= Exercise goal =
Transcribe precisely those lines of the listing that fall between the line containing "Please indicate the shrimp body" and the last line, inclusive of both.
----------------------------------------
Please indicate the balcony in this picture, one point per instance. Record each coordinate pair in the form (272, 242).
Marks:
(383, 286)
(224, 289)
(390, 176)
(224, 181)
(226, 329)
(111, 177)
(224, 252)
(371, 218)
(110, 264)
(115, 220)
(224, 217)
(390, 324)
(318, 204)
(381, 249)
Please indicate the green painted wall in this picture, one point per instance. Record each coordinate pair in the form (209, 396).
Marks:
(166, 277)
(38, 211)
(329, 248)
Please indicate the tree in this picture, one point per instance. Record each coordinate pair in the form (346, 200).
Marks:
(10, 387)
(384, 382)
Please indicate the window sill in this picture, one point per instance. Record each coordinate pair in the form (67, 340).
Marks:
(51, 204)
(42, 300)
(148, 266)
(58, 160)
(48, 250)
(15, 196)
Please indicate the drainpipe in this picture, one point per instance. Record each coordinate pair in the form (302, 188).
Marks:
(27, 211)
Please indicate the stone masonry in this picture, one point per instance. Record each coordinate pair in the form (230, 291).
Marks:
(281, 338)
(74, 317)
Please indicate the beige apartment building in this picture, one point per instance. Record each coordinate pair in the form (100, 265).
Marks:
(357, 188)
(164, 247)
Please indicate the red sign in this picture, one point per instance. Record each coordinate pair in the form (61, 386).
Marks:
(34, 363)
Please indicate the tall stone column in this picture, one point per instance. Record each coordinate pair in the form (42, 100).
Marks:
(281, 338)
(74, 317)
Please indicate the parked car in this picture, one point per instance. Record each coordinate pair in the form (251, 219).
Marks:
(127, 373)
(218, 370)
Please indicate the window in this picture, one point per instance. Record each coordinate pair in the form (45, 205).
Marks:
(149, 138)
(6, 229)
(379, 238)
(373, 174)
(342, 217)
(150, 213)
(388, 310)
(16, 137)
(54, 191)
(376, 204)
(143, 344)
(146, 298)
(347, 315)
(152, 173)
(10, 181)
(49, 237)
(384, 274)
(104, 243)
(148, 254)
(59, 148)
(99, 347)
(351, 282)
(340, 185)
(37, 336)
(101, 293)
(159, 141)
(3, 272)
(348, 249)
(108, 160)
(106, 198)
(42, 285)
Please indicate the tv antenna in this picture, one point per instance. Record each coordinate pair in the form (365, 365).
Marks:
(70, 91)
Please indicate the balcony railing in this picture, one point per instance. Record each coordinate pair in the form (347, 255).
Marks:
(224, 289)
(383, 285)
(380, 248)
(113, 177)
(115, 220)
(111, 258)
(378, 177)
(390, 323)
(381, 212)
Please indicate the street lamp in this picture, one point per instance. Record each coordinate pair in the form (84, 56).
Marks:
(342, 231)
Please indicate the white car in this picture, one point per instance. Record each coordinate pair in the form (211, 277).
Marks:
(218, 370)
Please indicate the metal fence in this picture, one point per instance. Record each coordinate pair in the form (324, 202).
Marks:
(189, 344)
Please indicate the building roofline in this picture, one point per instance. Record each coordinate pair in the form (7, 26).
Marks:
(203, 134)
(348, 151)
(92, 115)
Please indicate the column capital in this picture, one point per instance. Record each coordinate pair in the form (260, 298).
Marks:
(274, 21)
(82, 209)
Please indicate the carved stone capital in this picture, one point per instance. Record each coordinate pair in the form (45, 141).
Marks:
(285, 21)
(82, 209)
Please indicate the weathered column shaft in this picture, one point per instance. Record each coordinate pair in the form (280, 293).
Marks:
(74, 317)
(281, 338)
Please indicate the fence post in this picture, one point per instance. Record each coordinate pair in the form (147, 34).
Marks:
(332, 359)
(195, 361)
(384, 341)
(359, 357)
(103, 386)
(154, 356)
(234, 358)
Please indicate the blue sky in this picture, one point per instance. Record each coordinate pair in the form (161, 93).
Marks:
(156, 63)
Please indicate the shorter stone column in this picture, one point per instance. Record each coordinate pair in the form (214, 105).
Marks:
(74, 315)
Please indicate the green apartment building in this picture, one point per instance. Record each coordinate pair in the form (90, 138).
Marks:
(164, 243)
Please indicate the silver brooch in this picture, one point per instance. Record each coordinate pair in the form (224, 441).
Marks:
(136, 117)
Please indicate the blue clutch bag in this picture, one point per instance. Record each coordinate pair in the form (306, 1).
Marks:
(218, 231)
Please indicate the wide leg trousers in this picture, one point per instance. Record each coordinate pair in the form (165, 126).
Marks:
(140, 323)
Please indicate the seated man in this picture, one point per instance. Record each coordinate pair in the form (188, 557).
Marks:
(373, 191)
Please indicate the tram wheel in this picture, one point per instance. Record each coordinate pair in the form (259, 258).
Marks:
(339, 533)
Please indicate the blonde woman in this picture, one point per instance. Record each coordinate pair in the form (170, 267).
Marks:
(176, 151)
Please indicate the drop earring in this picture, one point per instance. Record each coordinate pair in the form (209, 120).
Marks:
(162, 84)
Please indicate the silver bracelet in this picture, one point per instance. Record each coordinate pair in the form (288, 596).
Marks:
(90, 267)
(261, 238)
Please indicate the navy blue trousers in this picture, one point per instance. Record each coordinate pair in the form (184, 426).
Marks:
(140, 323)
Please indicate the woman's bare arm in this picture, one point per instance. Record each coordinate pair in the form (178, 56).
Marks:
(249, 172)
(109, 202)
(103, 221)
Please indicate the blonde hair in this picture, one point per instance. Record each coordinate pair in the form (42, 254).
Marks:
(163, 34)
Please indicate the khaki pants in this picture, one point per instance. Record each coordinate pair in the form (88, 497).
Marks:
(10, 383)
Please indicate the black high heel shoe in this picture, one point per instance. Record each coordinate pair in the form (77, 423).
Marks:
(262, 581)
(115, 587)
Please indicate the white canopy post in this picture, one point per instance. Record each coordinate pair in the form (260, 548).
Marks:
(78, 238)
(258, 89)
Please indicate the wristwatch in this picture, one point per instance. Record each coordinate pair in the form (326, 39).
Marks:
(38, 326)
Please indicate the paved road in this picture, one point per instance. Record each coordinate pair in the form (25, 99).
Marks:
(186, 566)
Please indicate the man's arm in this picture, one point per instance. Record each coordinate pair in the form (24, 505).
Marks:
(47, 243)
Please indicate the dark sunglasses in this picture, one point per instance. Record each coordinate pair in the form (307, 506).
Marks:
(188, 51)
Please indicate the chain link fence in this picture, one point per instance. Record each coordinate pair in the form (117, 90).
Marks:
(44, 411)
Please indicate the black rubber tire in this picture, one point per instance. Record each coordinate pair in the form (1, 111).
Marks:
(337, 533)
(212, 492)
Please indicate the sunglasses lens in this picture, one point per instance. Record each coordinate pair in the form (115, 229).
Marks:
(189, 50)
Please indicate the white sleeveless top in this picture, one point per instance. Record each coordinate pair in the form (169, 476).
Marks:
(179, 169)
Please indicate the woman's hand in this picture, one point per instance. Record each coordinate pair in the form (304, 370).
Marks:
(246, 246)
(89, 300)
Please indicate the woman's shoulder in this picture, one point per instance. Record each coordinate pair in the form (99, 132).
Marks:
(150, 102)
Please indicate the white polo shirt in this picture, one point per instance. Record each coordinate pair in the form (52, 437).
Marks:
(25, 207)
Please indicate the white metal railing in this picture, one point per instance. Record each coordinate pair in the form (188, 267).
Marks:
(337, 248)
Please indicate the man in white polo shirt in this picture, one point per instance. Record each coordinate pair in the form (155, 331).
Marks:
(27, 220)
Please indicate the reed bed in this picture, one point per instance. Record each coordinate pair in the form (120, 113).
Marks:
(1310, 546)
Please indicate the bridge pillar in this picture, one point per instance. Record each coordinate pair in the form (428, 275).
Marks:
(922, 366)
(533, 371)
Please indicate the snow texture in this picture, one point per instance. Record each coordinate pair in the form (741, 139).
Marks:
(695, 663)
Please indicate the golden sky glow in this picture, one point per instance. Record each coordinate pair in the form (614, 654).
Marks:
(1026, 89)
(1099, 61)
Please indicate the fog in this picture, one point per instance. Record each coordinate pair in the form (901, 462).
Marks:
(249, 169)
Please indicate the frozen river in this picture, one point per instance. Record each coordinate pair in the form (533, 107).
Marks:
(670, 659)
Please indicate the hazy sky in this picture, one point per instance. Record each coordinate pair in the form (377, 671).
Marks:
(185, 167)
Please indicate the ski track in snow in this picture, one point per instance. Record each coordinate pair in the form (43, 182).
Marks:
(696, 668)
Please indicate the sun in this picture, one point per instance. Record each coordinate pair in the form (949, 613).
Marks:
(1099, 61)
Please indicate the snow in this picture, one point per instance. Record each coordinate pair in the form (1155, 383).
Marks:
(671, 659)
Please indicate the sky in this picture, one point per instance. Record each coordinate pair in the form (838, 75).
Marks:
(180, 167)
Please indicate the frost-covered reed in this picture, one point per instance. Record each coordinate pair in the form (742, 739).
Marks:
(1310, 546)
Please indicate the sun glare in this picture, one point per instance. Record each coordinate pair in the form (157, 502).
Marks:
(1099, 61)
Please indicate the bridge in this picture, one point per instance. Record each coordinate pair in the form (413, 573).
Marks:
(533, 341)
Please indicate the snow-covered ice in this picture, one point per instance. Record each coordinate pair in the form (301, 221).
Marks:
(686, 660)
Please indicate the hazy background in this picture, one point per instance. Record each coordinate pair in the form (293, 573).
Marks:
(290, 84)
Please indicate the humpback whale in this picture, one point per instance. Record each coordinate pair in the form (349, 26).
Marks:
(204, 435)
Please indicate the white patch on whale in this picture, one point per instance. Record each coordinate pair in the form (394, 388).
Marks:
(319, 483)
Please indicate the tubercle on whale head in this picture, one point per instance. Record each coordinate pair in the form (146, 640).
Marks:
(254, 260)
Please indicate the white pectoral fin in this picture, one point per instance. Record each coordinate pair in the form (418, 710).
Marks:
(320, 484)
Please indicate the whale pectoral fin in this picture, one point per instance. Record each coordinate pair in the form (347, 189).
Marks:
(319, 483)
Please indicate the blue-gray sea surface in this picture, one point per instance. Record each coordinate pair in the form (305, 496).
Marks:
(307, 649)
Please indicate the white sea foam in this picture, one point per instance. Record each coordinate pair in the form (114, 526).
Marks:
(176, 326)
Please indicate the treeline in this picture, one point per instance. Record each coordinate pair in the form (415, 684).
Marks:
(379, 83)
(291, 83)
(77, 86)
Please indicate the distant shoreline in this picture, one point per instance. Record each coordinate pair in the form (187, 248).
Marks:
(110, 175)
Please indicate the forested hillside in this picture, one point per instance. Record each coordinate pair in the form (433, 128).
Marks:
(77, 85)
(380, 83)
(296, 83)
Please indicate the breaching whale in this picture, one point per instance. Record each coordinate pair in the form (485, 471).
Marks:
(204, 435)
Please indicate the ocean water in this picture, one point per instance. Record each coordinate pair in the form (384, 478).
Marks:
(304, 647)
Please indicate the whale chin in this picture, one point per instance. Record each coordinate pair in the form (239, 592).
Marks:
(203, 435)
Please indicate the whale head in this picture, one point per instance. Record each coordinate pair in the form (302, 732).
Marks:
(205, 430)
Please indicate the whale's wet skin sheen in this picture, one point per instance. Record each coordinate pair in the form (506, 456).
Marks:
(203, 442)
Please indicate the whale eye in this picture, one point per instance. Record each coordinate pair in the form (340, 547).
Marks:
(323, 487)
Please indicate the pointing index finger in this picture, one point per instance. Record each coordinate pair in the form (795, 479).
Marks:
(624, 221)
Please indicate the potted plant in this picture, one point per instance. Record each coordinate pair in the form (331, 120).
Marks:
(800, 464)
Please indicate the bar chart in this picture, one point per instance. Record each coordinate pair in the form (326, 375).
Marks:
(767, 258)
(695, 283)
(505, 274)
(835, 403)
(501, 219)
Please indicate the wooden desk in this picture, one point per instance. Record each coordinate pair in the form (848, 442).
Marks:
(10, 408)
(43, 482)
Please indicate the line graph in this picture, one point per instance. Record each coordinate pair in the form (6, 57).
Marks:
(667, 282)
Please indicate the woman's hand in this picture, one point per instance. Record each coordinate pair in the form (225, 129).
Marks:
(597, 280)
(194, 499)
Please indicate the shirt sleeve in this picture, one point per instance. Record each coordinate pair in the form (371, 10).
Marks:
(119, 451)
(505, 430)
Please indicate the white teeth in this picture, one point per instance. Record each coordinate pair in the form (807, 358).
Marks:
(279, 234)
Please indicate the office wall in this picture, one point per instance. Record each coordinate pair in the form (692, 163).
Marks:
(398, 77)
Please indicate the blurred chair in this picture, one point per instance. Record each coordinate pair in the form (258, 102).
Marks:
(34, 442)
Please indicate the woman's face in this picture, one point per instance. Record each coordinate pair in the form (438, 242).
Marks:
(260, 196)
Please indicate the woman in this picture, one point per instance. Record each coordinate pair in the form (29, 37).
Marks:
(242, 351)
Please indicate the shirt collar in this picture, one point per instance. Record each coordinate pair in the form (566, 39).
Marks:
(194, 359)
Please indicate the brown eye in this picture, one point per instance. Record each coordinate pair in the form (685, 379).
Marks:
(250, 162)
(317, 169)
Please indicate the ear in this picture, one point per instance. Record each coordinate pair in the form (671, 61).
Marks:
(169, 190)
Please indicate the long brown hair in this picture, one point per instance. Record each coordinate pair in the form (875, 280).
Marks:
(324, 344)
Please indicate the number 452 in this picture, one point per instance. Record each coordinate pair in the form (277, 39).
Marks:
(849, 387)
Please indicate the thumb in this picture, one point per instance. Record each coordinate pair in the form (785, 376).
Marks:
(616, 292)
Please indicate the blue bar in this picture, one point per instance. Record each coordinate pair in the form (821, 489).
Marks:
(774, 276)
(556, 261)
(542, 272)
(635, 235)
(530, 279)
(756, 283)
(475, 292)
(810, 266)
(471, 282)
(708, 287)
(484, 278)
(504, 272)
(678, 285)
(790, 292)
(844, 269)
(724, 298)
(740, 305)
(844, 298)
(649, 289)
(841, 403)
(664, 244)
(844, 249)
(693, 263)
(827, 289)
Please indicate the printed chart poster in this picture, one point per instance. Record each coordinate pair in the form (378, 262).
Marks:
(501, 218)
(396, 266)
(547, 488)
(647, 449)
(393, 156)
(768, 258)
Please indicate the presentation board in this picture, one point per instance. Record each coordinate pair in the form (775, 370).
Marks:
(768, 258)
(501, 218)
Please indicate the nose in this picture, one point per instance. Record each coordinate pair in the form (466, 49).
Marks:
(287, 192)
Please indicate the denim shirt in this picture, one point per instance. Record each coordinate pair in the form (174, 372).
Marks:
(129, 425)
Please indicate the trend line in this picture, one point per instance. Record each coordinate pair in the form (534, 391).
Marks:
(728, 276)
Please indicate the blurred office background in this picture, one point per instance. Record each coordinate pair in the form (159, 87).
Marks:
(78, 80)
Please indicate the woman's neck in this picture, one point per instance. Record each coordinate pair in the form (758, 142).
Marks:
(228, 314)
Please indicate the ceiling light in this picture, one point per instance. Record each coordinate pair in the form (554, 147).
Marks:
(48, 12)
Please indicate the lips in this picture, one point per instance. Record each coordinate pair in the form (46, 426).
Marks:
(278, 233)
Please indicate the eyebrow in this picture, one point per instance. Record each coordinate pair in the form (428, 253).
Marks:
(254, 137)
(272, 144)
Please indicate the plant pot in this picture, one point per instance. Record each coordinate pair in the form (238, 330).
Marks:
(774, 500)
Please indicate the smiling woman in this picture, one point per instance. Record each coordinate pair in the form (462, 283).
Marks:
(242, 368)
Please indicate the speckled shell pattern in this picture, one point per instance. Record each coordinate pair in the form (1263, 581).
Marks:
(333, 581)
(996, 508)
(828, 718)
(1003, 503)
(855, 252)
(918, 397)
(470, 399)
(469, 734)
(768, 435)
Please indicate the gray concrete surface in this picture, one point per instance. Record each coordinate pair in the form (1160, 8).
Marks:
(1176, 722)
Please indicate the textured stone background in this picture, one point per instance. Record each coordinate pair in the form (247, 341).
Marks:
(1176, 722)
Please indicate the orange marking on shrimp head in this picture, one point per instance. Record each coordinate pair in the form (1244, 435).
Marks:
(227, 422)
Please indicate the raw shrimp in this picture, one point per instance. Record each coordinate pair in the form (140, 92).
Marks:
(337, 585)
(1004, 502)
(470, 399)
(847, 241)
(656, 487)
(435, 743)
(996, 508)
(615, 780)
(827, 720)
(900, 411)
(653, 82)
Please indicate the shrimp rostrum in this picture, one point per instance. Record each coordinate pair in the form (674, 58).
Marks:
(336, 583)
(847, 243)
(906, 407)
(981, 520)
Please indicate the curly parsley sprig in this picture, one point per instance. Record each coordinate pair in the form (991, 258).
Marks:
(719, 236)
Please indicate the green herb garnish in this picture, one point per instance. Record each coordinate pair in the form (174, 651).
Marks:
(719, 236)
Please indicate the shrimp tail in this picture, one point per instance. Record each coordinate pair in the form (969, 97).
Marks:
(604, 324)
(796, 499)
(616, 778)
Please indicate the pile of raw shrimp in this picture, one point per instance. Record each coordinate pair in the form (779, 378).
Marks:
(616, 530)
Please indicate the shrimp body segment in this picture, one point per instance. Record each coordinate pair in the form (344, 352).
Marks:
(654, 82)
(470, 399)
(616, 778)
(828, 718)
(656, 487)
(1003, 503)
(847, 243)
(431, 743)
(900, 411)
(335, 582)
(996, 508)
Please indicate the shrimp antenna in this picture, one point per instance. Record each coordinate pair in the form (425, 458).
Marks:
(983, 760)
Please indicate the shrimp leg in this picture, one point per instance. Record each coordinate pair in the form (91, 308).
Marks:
----------------------------------------
= Exercise response =
Please indicate the shrimp body segment in this picture, one point per instance. Record each coordinate pair in the form (344, 352).
Marks:
(654, 82)
(470, 399)
(616, 778)
(828, 718)
(656, 487)
(1003, 503)
(847, 243)
(431, 743)
(900, 411)
(335, 582)
(996, 508)
Please indicate the shrimp antenna in this picture, one point per instance. Record each coordinate pair in the form (425, 458).
Marks:
(983, 760)
Please indicate the shrimp leg in this picture, one point per instance. Record each coordinate pair in the form (91, 308).
Marks:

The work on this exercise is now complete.